What the task asks » Reproduce every one of the following lines word for word, without changing anything.

Records for this task »
======
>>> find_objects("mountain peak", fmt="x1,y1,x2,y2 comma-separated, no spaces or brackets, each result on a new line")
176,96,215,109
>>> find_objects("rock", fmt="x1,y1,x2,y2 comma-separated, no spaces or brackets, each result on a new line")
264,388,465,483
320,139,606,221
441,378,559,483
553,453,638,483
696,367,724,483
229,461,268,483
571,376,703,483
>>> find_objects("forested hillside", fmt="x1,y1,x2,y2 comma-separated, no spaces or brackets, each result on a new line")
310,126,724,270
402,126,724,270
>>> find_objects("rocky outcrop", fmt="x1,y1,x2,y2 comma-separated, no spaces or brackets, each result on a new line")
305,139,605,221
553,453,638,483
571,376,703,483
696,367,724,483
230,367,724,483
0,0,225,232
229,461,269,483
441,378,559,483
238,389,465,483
======
Response to this exercise »
>>> find_objects("mountain peak", fmt="x1,y1,x2,y2 comma-separated, no spaces or brackets, each result on a new line")
176,96,215,109
>>> find_objects("rock", fmt="x1,y1,x2,y2 comma-separated, no spaces or brackets, each result on a new line")
264,388,465,483
320,139,606,221
441,378,559,483
553,453,638,483
696,367,724,483
229,461,268,483
571,376,703,483
>>> find_objects("forested hillside", fmt="x1,y1,x2,y2 comma-separated, no spaces or brackets, each result on a new line")
310,126,724,270
402,126,724,270
>>> find_objects("rocky outcrop", fmt="x1,y1,x2,y2 comma-separated, no spaces or brackets, each result on a new line")
305,139,605,221
553,453,638,483
571,376,703,483
696,367,724,483
230,367,724,483
0,0,225,232
229,461,269,483
441,378,559,483
238,389,465,483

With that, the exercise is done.